#### Work request:
Repeat all entries exactly.
── Records shown
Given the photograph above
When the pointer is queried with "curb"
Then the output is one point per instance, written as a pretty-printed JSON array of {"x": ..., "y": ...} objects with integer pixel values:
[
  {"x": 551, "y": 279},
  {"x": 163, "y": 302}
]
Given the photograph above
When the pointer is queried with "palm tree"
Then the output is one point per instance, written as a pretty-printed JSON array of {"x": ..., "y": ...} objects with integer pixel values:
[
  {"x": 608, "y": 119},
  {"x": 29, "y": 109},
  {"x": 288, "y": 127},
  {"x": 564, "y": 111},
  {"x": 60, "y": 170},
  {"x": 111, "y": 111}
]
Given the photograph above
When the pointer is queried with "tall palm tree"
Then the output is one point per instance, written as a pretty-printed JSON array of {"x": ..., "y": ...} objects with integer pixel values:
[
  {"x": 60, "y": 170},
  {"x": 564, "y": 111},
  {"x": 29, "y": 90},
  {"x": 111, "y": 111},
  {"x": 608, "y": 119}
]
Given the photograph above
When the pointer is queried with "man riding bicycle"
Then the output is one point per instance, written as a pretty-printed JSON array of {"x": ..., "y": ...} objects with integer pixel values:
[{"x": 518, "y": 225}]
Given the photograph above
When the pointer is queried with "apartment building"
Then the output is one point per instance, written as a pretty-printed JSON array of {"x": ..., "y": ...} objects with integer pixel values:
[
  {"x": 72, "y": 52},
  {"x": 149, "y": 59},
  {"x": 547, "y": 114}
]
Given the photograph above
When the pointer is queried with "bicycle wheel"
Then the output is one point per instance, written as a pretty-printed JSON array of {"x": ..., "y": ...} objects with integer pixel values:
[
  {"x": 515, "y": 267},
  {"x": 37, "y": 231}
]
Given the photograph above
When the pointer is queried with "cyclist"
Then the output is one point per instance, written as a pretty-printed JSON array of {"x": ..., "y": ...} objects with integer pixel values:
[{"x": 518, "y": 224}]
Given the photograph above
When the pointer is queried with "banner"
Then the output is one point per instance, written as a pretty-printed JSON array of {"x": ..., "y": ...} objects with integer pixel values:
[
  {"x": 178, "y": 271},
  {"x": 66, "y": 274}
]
────
#### Final answer:
Given the photograph above
When the pointer is queried with "curb"
Then the output is one point per instance, written as a pretty-printed JSON array of {"x": ..., "y": ...} objects with integer pixel values:
[
  {"x": 551, "y": 279},
  {"x": 163, "y": 302}
]
Given the photograph above
When the pointer is queried with "palm tree"
Then the output is one point per instance, written as a pretty-printed JSON array of {"x": ..., "y": ...} objects with integer pixel values:
[
  {"x": 608, "y": 119},
  {"x": 29, "y": 109},
  {"x": 288, "y": 127},
  {"x": 564, "y": 111},
  {"x": 60, "y": 170},
  {"x": 111, "y": 111}
]
Given the photograph above
When the pointer is queried with "tall palm tree"
Then the output is one point per instance, written as a pretty-printed JSON array of {"x": ..., "y": ...} objects with integer pixel values:
[
  {"x": 60, "y": 170},
  {"x": 564, "y": 111},
  {"x": 29, "y": 90},
  {"x": 111, "y": 111},
  {"x": 608, "y": 119}
]
Given the photograph above
When the pointer is queried with "man riding bicycle"
Then the output is one point per instance, written as a pretty-printed JSON array of {"x": ..., "y": ...} objects with integer pixel values:
[{"x": 518, "y": 225}]
Given the photograph above
When the pointer is queried with "apartment building"
Then the output is one point per instance, written as a pretty-printed JSON array of {"x": ..., "y": ...} objects with integer pixel values:
[
  {"x": 72, "y": 52},
  {"x": 149, "y": 59},
  {"x": 547, "y": 114}
]
Given the photograph above
When the pointer is queried with "bicycle wheel"
Then the output is one point per instance, written as a pretty-printed JSON array of {"x": ..., "y": ...} objects with integer pixel values:
[
  {"x": 515, "y": 267},
  {"x": 37, "y": 231}
]
Given the photograph above
When the pointer is queried with "cyclist"
Then the output is one point per instance, written as a pretty-printed JSON array of {"x": ..., "y": ...} objects with integer pixel values:
[{"x": 518, "y": 224}]
Given the photograph above
When the pointer is queried with "banner"
Then the output is one point per instance, written as a pretty-printed JSON array of {"x": ..., "y": ...} objects with integer pixel values:
[
  {"x": 178, "y": 271},
  {"x": 66, "y": 274}
]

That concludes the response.